___ Materials provided ___
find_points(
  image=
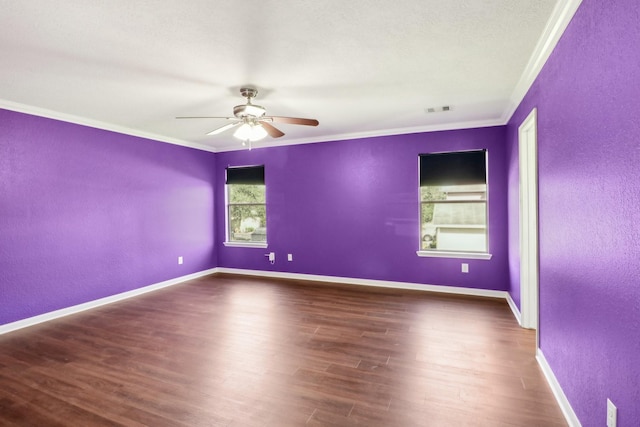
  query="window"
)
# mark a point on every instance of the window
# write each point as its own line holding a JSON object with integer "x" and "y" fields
{"x": 246, "y": 206}
{"x": 453, "y": 204}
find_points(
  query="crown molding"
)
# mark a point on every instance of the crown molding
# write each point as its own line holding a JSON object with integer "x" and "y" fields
{"x": 371, "y": 134}
{"x": 561, "y": 16}
{"x": 70, "y": 118}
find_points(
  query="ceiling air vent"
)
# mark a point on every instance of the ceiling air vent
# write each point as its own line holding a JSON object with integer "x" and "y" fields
{"x": 438, "y": 109}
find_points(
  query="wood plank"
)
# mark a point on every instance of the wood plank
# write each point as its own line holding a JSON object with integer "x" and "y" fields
{"x": 244, "y": 351}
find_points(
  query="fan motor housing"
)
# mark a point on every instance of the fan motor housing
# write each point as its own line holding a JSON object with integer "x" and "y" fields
{"x": 248, "y": 110}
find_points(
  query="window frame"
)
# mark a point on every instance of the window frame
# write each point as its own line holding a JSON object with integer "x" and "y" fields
{"x": 228, "y": 207}
{"x": 460, "y": 254}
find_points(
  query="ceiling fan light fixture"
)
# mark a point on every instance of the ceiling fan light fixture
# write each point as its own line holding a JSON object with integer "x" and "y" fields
{"x": 250, "y": 132}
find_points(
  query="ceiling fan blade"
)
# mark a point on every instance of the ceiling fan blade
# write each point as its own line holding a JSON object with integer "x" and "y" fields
{"x": 294, "y": 120}
{"x": 223, "y": 128}
{"x": 205, "y": 117}
{"x": 271, "y": 130}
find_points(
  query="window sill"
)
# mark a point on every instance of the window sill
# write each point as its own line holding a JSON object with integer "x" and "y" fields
{"x": 246, "y": 244}
{"x": 461, "y": 255}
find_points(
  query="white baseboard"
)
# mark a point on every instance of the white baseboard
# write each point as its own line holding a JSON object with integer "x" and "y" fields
{"x": 10, "y": 327}
{"x": 514, "y": 309}
{"x": 562, "y": 400}
{"x": 367, "y": 282}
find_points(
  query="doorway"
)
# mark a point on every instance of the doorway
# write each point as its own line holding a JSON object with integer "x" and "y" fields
{"x": 529, "y": 267}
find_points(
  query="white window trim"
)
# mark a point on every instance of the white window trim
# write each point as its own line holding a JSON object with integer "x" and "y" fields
{"x": 229, "y": 243}
{"x": 454, "y": 254}
{"x": 246, "y": 244}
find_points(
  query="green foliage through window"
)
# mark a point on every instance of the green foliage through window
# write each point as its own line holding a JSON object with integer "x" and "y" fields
{"x": 247, "y": 213}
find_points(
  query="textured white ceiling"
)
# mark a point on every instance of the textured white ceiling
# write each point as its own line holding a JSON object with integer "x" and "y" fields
{"x": 361, "y": 67}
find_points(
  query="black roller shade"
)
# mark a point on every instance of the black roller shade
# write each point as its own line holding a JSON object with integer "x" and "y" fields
{"x": 458, "y": 168}
{"x": 246, "y": 175}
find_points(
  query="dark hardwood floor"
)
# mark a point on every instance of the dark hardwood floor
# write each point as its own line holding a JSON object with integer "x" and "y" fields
{"x": 239, "y": 351}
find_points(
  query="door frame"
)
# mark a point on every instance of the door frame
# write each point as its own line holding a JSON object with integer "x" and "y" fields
{"x": 528, "y": 221}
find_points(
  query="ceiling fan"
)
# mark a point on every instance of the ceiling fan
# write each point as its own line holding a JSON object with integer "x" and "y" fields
{"x": 252, "y": 120}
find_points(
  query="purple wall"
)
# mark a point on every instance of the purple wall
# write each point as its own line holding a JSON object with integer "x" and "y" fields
{"x": 588, "y": 100}
{"x": 350, "y": 209}
{"x": 86, "y": 213}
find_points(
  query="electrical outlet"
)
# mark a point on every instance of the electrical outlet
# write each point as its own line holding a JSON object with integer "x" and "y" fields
{"x": 612, "y": 414}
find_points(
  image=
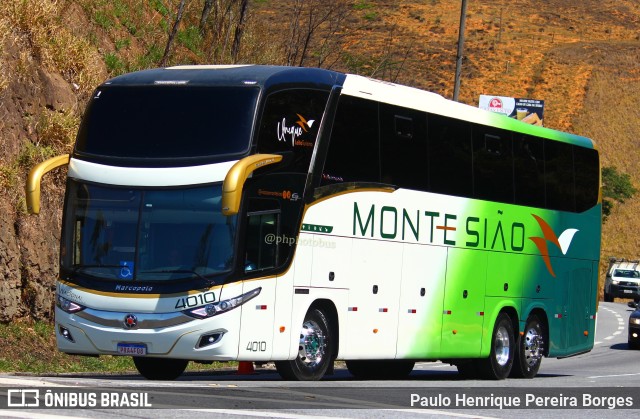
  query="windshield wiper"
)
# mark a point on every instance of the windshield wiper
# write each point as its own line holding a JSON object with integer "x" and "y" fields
{"x": 76, "y": 268}
{"x": 177, "y": 271}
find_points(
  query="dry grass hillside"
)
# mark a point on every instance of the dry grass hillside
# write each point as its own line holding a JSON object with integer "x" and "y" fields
{"x": 581, "y": 57}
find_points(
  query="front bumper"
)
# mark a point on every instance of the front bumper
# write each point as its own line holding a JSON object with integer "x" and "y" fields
{"x": 94, "y": 332}
{"x": 634, "y": 334}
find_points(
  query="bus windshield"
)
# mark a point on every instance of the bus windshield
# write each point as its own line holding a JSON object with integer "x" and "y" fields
{"x": 168, "y": 122}
{"x": 126, "y": 234}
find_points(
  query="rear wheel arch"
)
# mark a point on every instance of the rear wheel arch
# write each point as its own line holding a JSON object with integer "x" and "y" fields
{"x": 330, "y": 311}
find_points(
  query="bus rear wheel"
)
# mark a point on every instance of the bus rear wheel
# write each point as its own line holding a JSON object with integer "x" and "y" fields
{"x": 160, "y": 368}
{"x": 315, "y": 350}
{"x": 500, "y": 361}
{"x": 530, "y": 349}
{"x": 380, "y": 370}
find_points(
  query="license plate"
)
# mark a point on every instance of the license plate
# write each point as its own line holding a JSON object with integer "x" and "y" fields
{"x": 132, "y": 349}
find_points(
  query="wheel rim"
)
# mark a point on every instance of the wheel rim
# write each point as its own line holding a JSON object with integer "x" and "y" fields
{"x": 533, "y": 346}
{"x": 313, "y": 346}
{"x": 502, "y": 346}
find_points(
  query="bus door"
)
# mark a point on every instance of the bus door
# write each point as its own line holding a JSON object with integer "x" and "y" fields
{"x": 464, "y": 298}
{"x": 374, "y": 292}
{"x": 577, "y": 308}
{"x": 261, "y": 255}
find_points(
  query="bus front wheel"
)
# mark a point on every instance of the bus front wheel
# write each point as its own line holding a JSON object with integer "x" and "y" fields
{"x": 160, "y": 368}
{"x": 500, "y": 361}
{"x": 315, "y": 350}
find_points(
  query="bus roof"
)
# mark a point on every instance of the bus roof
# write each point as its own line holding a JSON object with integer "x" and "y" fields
{"x": 237, "y": 75}
{"x": 269, "y": 77}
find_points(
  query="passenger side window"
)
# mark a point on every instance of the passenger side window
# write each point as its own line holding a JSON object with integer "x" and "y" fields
{"x": 450, "y": 156}
{"x": 559, "y": 176}
{"x": 353, "y": 154}
{"x": 403, "y": 138}
{"x": 529, "y": 171}
{"x": 492, "y": 164}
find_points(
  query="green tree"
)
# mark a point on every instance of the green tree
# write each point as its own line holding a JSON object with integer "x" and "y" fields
{"x": 616, "y": 187}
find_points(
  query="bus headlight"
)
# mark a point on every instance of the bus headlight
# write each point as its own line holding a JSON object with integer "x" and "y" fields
{"x": 68, "y": 306}
{"x": 220, "y": 307}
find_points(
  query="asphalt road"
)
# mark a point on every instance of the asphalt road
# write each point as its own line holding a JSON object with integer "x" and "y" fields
{"x": 602, "y": 383}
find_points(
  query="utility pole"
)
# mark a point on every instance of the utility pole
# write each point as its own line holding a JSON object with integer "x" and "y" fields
{"x": 463, "y": 17}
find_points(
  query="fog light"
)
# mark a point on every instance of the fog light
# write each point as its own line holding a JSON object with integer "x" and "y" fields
{"x": 64, "y": 332}
{"x": 209, "y": 339}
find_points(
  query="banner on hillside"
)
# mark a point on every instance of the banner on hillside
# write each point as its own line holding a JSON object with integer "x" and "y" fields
{"x": 530, "y": 111}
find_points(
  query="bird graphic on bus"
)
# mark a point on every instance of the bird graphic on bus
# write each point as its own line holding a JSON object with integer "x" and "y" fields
{"x": 562, "y": 242}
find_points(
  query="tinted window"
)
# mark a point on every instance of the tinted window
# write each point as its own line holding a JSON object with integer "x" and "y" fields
{"x": 559, "y": 176}
{"x": 168, "y": 121}
{"x": 492, "y": 164}
{"x": 290, "y": 122}
{"x": 403, "y": 138}
{"x": 528, "y": 165}
{"x": 353, "y": 154}
{"x": 587, "y": 171}
{"x": 449, "y": 156}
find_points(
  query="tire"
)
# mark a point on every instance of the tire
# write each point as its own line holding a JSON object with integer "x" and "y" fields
{"x": 530, "y": 349}
{"x": 500, "y": 361}
{"x": 160, "y": 368}
{"x": 380, "y": 370}
{"x": 315, "y": 350}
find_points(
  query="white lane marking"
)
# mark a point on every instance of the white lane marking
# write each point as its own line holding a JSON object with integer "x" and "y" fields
{"x": 32, "y": 415}
{"x": 617, "y": 375}
{"x": 266, "y": 414}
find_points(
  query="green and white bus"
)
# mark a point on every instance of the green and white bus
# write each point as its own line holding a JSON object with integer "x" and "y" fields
{"x": 297, "y": 215}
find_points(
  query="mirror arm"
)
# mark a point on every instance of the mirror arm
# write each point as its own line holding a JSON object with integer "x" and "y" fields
{"x": 35, "y": 176}
{"x": 238, "y": 175}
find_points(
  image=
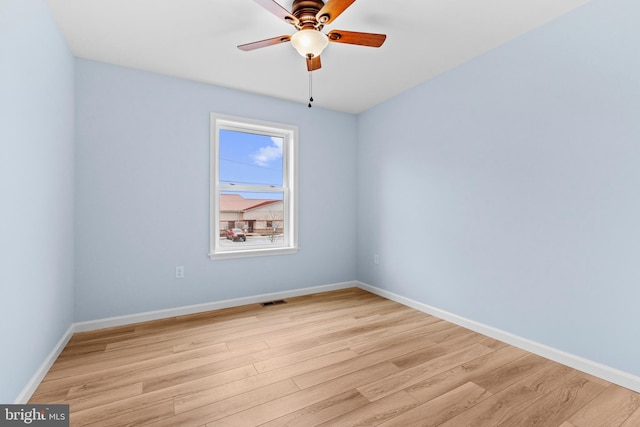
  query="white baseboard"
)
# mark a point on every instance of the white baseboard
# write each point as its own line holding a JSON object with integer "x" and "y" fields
{"x": 37, "y": 378}
{"x": 599, "y": 370}
{"x": 199, "y": 308}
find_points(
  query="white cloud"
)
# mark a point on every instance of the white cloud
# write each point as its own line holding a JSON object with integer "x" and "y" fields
{"x": 264, "y": 155}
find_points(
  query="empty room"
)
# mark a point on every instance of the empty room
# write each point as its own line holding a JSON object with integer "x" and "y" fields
{"x": 426, "y": 216}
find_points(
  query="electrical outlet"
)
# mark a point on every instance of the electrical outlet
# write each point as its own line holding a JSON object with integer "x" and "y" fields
{"x": 180, "y": 272}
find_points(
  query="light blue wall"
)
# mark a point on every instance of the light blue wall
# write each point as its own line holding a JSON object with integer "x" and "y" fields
{"x": 507, "y": 191}
{"x": 36, "y": 191}
{"x": 142, "y": 204}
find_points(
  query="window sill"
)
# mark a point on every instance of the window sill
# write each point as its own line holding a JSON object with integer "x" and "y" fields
{"x": 252, "y": 253}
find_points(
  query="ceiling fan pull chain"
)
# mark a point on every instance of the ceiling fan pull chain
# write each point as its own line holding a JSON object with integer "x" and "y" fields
{"x": 310, "y": 90}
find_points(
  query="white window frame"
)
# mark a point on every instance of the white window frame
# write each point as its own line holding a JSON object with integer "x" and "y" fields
{"x": 289, "y": 134}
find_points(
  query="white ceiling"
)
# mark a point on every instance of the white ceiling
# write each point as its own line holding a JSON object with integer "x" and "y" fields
{"x": 197, "y": 39}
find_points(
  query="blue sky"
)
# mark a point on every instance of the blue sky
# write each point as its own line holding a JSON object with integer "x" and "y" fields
{"x": 250, "y": 159}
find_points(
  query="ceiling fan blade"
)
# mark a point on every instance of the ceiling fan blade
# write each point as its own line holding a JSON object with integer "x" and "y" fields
{"x": 332, "y": 10}
{"x": 353, "y": 37}
{"x": 279, "y": 11}
{"x": 264, "y": 43}
{"x": 313, "y": 63}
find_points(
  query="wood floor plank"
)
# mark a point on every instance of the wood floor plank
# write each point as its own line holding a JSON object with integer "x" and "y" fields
{"x": 377, "y": 412}
{"x": 339, "y": 358}
{"x": 610, "y": 409}
{"x": 442, "y": 408}
{"x": 409, "y": 377}
{"x": 558, "y": 405}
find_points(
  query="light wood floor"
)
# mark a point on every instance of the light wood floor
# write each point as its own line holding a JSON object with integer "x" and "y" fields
{"x": 340, "y": 358}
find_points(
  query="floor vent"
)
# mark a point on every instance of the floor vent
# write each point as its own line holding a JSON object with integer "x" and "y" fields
{"x": 270, "y": 303}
___
Identify each line of the records above that contains the string "wheel" and copy those lines. Treat the match as case-sensitive.

  query="rear wheel arch"
# mark a point on every instance of the rear wheel arch
  query="bus rear wheel"
# mark a point on every instance of the bus rear wheel
  query="wheel rim"
# mark a point on every instance of the wheel rim
  query="bus front wheel"
# mark a point on every instance of the bus front wheel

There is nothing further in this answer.